Work required — The required output is the line with "Note: point at the mountain" through the final line of the entries, each one exactly as it stands.

-.-.-

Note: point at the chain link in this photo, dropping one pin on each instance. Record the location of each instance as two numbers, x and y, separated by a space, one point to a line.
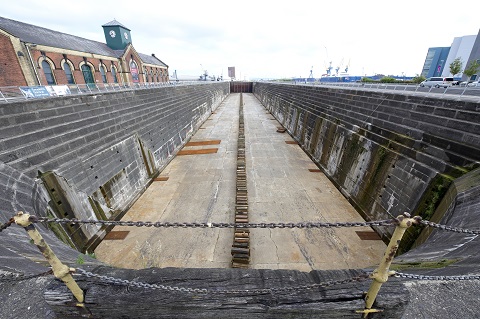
7 224
116 281
12 277
424 277
450 228
386 222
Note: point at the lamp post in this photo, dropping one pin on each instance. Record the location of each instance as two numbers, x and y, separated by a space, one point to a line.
439 69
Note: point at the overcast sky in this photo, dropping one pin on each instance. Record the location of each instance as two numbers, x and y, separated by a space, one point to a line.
268 39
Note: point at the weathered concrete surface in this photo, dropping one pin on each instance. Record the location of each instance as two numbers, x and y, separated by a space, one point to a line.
201 188
388 153
18 191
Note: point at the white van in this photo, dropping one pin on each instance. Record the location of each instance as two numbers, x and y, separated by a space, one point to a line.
437 82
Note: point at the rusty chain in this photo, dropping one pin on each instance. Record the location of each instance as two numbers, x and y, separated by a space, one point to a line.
7 224
450 228
386 222
425 277
117 281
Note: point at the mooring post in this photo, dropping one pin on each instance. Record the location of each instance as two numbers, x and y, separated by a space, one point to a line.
381 274
60 270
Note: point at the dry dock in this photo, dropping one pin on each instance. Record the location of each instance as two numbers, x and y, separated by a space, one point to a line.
283 184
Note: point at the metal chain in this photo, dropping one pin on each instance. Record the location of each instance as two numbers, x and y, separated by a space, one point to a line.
11 277
450 228
117 281
386 222
424 277
7 224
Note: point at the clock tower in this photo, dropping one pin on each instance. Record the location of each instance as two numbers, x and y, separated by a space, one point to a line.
116 35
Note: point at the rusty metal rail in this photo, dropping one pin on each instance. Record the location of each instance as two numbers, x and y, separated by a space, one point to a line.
241 240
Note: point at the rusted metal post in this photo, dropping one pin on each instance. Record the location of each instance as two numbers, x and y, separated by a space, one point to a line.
381 274
60 270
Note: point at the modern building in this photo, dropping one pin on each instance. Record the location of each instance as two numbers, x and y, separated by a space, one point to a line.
438 59
474 56
461 48
435 61
32 55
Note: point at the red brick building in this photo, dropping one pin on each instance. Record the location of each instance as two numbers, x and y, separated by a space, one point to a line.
32 55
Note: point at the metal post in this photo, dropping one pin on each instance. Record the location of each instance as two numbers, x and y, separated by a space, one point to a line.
60 270
381 274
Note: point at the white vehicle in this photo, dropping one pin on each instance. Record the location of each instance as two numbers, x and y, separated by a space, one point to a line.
437 82
474 83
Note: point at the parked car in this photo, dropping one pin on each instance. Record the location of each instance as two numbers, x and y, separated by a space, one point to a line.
437 82
474 83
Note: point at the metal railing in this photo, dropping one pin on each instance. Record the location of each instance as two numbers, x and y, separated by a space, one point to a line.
18 93
470 91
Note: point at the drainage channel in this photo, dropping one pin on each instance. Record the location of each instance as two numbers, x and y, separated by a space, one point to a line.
241 240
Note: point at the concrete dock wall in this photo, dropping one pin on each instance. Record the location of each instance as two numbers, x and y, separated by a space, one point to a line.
388 153
91 156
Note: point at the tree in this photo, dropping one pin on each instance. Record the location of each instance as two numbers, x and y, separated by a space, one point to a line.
456 66
418 78
471 69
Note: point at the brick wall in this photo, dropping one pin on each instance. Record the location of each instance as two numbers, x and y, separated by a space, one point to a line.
10 70
101 149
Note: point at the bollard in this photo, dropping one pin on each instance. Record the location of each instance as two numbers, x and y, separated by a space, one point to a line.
60 270
381 274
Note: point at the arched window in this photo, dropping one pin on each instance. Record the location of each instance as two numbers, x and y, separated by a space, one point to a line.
134 71
114 74
68 73
47 70
103 73
87 74
145 71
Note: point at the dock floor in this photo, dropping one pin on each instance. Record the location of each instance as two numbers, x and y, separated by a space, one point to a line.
283 183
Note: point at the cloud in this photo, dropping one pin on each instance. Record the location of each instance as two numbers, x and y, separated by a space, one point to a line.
267 38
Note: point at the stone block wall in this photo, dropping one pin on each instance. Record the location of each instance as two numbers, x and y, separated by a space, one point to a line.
91 156
388 153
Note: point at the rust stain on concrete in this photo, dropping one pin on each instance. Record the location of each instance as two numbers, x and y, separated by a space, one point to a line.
198 143
200 151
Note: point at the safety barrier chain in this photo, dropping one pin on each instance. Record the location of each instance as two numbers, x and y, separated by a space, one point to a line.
386 222
425 277
379 275
117 281
450 228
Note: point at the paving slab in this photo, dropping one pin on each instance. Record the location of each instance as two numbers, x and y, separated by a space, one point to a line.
284 185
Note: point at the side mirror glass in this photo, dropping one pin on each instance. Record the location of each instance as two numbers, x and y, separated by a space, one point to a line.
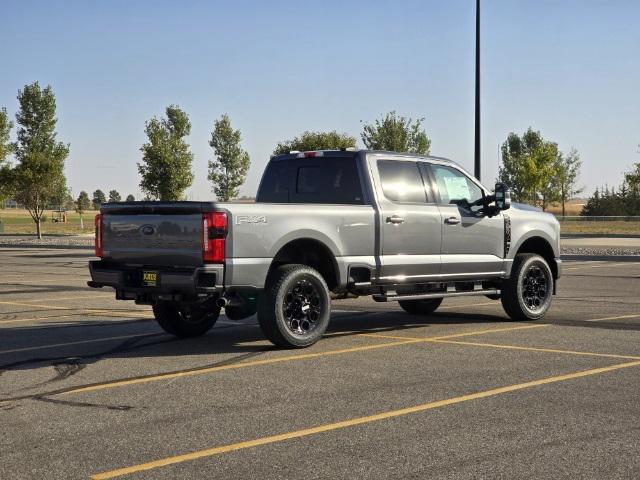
503 196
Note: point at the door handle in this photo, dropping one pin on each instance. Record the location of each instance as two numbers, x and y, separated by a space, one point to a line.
395 219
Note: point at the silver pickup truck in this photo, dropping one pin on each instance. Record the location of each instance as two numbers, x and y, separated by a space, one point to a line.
398 227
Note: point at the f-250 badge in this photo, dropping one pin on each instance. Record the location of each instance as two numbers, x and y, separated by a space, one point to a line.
252 219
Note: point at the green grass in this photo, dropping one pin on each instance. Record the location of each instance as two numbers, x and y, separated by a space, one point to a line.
601 228
19 221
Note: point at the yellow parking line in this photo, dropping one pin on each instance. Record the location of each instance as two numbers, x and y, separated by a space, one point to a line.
535 349
354 422
269 361
619 317
79 310
80 342
106 313
23 304
468 305
77 297
600 265
463 334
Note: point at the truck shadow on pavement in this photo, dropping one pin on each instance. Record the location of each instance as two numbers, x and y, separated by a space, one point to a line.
88 342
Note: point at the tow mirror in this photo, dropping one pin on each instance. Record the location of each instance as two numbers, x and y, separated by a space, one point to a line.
502 196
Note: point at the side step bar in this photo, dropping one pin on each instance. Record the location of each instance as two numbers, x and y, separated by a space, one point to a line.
426 296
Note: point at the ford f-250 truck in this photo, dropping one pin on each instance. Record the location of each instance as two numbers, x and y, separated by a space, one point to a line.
399 227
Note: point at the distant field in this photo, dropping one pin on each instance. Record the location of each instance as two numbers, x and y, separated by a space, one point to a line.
601 228
19 221
573 207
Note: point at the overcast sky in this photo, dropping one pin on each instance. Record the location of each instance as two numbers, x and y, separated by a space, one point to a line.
568 68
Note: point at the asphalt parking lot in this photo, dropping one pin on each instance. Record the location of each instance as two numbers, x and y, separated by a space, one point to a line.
92 388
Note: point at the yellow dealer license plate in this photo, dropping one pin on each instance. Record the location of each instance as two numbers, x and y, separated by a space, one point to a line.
149 279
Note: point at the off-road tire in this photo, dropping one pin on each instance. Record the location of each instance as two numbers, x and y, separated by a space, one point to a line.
186 321
420 307
295 307
521 300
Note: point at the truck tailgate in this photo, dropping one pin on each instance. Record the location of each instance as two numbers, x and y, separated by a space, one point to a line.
167 234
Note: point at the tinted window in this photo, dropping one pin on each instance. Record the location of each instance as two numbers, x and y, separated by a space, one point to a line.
312 180
401 181
276 184
454 186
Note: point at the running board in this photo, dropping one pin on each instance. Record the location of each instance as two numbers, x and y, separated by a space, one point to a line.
426 296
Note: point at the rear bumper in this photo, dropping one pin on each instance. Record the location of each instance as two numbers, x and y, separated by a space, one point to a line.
127 281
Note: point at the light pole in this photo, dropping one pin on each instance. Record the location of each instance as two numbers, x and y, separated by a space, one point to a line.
476 158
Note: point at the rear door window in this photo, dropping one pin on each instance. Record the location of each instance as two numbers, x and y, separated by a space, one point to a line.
402 181
330 180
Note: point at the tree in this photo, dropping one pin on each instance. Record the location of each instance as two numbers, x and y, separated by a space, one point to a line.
98 199
316 141
6 148
229 169
38 176
166 157
114 196
632 179
397 134
567 171
82 205
529 166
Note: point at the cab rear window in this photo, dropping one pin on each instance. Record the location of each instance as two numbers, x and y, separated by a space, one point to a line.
329 180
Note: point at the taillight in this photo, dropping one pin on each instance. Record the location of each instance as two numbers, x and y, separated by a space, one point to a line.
214 234
99 235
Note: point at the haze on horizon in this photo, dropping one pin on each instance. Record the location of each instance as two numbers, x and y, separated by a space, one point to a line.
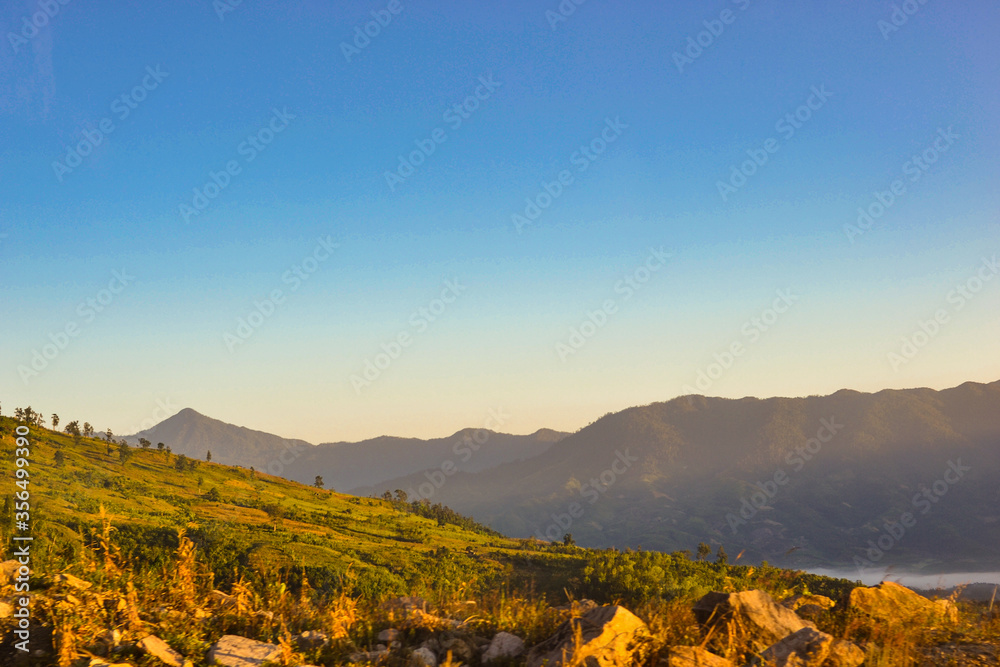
766 282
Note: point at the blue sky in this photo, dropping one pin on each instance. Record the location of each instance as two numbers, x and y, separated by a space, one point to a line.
858 297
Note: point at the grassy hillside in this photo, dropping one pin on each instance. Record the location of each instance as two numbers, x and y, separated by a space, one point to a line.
248 519
154 534
131 543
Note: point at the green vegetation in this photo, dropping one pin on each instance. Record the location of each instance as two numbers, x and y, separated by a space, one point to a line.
159 535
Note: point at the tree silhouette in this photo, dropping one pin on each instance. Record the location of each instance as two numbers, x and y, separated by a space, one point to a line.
721 557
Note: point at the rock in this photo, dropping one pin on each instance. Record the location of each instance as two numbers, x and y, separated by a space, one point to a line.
389 635
236 651
579 607
370 656
810 612
609 637
797 601
961 655
844 654
460 649
891 602
311 639
74 582
765 621
423 657
504 645
811 648
159 649
692 656
417 618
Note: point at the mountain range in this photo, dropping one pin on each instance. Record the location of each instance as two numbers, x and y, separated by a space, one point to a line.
849 481
343 465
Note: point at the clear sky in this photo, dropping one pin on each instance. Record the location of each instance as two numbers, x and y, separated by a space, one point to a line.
120 120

-.-.-

Written solution —
Note: point at the mountain range in this photo, dropping one pin on each instance. Record the location of each instance as two numbers, x and y, separated by a space, one point to a line.
849 481
343 465
Note: point at the clear sky in this photo, dropping one pin on each instance. Record the location of each instance as two numbers, x and y, separated by a space, one point to a line.
120 120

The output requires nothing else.